▸ **WHAT TO WORK ON**
Find "Query: guardrail" and "triangle logo, with integer pixel coordinates." in the records below. Copy the lines holding them and every line between, exactly, and no others.

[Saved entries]
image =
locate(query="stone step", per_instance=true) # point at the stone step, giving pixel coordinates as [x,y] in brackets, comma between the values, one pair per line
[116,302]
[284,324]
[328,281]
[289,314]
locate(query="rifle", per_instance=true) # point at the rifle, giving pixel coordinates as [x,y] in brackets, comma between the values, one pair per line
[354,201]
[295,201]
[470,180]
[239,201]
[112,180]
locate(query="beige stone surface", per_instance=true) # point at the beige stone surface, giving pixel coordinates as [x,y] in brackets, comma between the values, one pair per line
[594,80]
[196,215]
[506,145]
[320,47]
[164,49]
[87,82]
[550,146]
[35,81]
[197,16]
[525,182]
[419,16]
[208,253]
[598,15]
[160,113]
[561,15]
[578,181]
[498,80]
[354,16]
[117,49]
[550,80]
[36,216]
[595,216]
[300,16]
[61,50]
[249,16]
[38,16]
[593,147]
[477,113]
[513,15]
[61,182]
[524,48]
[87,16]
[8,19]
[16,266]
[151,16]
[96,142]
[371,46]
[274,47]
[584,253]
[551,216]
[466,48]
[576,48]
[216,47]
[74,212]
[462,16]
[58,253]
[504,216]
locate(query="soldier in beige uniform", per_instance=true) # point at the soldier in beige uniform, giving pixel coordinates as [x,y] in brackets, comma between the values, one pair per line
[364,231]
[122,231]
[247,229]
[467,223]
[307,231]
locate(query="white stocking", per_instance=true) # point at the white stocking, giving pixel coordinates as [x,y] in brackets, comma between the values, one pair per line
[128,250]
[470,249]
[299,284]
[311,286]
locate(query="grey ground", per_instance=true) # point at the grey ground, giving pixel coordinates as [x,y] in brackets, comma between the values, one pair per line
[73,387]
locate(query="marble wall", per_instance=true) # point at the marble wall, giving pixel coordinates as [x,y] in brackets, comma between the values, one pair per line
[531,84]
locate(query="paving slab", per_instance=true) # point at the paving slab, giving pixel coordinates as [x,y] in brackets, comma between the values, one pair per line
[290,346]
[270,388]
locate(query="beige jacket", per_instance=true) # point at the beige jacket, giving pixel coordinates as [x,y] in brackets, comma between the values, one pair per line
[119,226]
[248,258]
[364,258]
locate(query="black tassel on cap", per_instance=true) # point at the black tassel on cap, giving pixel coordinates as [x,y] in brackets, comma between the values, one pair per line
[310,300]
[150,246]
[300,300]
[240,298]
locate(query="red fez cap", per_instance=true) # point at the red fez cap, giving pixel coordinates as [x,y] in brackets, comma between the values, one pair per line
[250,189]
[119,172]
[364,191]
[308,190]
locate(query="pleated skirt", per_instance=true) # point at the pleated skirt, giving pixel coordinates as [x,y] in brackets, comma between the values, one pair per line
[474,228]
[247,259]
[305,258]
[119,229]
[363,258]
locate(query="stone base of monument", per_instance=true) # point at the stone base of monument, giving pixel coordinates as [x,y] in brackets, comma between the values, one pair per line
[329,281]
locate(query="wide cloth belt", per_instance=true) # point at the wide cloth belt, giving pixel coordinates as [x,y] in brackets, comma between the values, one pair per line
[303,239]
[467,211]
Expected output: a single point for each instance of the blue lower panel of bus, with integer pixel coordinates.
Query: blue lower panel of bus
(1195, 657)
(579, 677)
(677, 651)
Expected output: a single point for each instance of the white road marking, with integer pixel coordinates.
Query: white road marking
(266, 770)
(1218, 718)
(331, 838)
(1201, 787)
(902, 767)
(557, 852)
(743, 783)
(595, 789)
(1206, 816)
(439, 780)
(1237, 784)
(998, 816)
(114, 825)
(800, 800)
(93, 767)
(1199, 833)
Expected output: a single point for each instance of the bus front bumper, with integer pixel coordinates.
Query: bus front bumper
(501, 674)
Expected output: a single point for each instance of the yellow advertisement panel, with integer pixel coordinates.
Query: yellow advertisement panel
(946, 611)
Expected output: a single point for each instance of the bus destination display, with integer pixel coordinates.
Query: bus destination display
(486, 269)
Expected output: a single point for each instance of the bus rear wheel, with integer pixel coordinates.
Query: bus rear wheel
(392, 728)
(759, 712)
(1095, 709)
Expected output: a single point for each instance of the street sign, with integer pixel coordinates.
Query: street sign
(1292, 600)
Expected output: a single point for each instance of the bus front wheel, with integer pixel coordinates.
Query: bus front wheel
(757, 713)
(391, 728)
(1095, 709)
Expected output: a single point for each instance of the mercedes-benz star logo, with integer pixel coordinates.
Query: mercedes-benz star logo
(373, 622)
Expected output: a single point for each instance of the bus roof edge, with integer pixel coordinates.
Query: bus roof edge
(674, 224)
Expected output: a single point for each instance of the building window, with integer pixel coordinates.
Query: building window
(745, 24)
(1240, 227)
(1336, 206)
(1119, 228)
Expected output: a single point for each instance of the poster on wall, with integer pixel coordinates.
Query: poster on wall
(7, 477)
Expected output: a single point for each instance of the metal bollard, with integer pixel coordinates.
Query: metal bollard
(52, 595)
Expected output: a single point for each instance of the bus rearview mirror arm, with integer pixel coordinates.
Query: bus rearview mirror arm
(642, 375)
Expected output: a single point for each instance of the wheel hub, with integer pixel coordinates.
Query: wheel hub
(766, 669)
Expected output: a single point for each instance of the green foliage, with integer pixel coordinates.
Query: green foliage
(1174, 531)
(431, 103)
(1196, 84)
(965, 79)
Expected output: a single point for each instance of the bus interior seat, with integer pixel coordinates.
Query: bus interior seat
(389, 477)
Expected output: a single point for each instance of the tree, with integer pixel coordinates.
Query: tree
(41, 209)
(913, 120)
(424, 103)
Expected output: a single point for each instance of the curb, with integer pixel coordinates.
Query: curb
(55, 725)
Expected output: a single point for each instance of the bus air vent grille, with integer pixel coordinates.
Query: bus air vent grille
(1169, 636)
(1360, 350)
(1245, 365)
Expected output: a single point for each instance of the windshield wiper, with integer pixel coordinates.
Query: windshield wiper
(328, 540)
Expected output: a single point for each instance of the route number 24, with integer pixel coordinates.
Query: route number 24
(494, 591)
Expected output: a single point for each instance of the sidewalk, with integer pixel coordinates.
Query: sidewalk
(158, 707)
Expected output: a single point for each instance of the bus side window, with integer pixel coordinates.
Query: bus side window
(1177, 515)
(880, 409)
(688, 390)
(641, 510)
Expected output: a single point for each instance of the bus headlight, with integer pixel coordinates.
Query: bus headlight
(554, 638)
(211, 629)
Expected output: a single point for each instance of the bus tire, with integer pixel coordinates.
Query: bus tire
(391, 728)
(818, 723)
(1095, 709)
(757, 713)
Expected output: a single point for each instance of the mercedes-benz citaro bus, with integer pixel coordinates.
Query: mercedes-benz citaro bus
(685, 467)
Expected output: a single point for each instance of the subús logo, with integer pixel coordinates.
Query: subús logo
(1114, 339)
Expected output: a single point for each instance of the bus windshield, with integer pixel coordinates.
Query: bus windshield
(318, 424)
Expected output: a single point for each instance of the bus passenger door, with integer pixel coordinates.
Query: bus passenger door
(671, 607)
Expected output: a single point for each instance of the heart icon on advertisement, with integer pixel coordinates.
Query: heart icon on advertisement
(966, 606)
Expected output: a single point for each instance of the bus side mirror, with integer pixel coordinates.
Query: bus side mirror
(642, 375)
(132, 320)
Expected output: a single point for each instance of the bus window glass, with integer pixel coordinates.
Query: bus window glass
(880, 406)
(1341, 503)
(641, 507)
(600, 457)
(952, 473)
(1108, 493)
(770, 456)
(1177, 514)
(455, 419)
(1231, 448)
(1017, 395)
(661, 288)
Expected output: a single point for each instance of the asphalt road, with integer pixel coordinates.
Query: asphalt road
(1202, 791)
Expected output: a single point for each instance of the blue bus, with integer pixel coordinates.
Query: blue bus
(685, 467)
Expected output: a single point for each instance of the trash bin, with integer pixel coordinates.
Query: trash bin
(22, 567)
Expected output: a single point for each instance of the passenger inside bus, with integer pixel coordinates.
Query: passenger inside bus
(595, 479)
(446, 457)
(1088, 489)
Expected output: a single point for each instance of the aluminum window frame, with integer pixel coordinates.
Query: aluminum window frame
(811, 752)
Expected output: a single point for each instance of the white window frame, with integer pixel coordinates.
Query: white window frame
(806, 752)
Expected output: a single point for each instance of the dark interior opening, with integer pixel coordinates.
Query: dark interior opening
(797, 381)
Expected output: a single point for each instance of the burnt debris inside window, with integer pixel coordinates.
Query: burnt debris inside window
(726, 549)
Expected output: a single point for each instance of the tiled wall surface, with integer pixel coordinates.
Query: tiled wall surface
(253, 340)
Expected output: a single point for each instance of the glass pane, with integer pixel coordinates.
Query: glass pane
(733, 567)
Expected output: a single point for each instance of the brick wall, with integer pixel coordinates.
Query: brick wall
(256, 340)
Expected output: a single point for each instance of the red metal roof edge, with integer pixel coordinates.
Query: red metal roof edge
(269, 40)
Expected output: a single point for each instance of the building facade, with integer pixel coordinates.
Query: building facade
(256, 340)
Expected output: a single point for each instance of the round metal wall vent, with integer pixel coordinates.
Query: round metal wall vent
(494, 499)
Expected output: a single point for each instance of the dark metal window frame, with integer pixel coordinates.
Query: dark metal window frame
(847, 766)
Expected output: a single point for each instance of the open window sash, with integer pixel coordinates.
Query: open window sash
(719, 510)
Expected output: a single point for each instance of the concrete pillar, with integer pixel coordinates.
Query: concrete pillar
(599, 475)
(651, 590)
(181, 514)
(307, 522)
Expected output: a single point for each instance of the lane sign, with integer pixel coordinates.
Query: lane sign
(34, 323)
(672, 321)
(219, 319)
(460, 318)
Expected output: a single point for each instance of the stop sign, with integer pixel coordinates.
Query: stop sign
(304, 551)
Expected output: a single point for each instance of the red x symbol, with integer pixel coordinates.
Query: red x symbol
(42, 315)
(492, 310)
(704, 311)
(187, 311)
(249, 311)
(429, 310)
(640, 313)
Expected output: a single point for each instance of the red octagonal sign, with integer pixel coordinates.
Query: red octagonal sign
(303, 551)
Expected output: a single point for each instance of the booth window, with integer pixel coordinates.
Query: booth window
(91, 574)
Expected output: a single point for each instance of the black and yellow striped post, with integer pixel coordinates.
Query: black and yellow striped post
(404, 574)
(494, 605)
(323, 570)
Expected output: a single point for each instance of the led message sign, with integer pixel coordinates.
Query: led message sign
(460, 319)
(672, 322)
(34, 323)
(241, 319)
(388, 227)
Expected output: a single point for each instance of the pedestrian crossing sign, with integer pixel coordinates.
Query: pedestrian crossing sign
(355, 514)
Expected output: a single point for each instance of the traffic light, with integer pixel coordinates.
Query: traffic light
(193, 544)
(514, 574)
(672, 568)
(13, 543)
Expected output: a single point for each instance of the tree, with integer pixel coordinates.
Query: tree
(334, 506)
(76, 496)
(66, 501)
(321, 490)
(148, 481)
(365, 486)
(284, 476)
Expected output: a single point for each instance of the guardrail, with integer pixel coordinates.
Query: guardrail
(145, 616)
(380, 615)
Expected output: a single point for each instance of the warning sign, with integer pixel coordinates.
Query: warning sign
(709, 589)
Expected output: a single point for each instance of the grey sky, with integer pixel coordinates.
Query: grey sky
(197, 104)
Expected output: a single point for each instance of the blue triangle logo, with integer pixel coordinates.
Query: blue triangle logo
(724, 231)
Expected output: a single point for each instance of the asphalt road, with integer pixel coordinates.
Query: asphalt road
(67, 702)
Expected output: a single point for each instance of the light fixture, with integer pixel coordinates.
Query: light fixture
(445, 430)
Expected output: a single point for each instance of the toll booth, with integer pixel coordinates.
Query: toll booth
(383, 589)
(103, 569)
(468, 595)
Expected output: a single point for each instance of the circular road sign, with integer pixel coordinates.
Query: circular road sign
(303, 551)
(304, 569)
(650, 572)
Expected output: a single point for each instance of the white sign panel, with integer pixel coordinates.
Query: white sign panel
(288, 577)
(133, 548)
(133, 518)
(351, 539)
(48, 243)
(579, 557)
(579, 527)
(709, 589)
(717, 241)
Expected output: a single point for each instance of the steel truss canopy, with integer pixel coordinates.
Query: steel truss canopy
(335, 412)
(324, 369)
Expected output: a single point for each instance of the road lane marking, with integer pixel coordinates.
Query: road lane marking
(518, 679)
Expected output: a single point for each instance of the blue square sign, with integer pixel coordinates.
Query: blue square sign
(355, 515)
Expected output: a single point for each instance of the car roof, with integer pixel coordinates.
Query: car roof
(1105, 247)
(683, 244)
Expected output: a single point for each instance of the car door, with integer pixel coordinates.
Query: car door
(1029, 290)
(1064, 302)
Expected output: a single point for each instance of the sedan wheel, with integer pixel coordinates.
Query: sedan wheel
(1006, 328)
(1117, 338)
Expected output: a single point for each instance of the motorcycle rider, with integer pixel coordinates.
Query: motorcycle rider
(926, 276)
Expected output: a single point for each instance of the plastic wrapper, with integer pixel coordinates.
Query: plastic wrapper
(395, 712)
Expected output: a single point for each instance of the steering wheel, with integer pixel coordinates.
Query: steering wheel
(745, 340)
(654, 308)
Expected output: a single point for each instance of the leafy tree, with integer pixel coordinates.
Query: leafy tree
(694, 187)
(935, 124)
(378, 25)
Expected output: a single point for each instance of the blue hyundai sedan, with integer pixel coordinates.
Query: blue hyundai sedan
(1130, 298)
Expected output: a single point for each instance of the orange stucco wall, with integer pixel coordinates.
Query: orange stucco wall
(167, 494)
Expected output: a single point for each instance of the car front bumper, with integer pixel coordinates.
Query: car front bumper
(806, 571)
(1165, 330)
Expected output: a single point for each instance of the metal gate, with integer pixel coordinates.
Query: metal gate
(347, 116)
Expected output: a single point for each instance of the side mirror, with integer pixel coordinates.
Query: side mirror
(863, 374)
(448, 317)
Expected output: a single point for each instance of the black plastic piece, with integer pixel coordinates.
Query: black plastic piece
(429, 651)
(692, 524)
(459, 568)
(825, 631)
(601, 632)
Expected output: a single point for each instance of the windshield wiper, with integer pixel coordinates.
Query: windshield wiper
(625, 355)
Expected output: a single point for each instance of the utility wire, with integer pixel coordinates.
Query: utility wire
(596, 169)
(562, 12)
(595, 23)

▸ **EXERCISE ANSWER**
Query: guardrail
(145, 616)
(380, 615)
Expected output: a single point for each instance of the warning sign, with integer pixel coordinates.
Query: warning sign
(709, 589)
Expected output: a single point for each instance of the grey sky, with integer pixel coordinates.
Query: grey sky
(197, 104)
Expected output: a single point for each instance of the blue triangle logo, with integer pixel coordinates.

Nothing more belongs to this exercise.